• _The tasks_
[1] According to the passage on multi-sited fieldwork, which two cities were the social linkages with the rural Eastern Cape traced to?
[2] Copy the stretch of the passage on multi-sited fieldwork from "This publication gives" through "the same data." word for word.
[3] Carry on the passage on multi-sited fieldwork, starting after its final sentence.

This thesis is the end result of a larger whole, as has been explained in Chapter 3. The project was initiated by Lothar Smith and Paul Hebinck, who both provided contributions to the book Livelihoods

and Landscapes, the people of Guquka and Koloni and their resources (Eds. Hebinck & Lent, 2007).

This publication gives an in-depth insight in the lives and livelihoods of the villagers of Guquka and Koloni. Moreover, the empirical fieldwork on which this thesis is based was collaboratively carried out by Evers (see also Evers, 2012) and myself, which means that we both base our thesis on the same data.

Methodologically, the way of doing our fieldwork has obtained many insights from multi-sited ethnography. This approach breaks with the ethnographical tradition to conceive the research site as an independent container space. Rather, multi-sited ethnography focuses on space as being produced through interrelations and interactions between humans. Therefore, it is essential to conduct empirical fieldwork on more than one locale. In this research, multi-sited empirical fieldwork was conducted to get insight in social linkages between the rural Eastern Cape and the cities of Port Elizabeth and Cape Town – and following the multi-sited ethnography approach, it was essential to base our analysis on both rural and urban narratives. Practically, this implied that the researchers had to make a ‘research trajectory’ and become mobile themselves, with the purpose of gaining insight in the social linkages across the rural-urban divide.

• _Extracted data_
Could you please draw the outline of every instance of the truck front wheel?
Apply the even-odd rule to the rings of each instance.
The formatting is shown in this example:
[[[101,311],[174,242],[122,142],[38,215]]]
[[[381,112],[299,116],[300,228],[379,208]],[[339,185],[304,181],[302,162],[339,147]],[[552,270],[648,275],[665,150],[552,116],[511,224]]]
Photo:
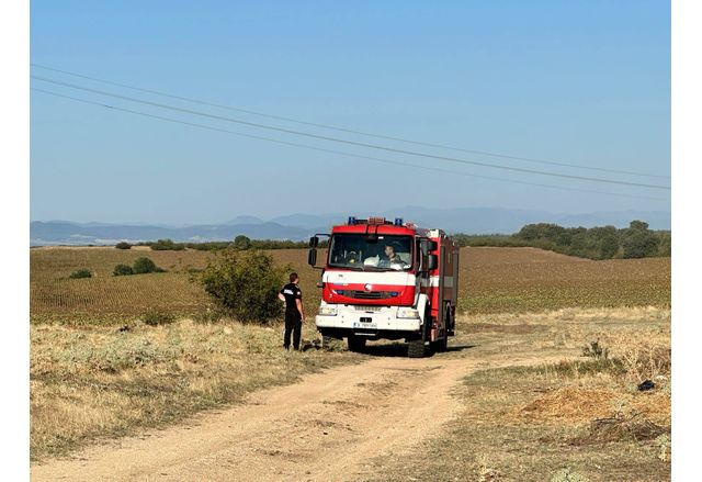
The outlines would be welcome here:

• _Exercise answers_
[1] Port Elizabeth and Cape Town.

[2]
This publication gives an in-depth insight in the lives and livelihoods of the villagers of Guquka and Koloni. Moreover, the empirical fieldwork on which this thesis is based was collaboratively carried out by Evers (see also Evers, 2012) and myself, which means that we both base our thesis on the same data.

[3]
After the methodological framework, a thorough description of the fields of research follows in Chapter 4. Firstly, a historical sketch of South Africa is provided. From the moment of the arrival of the Dutch imperial forces in the 17th century, a long period of colonialism and imperialism has affected South African society. The traditional tribes of Southern Africa were oppressed and commonly were caught up in the colonial economy as slaves. At the beginning of the 19th century, the English took over control of the Dutch ‘Cape Colony’, although a significant group – mostly former Dutch citizens – had already settled themselves permanently in the Cape. Tensions between the two prominent White population groups led to severe tensions, and subsequently, violent clashes. During the elections of 1948, this divide between the two main White population groups was still visible, whereas the Afrikaner Party took advantage of the widespread racial fears against the Black population and took administrative control. From that moment on, the Apartheid system was implemented in South Africa.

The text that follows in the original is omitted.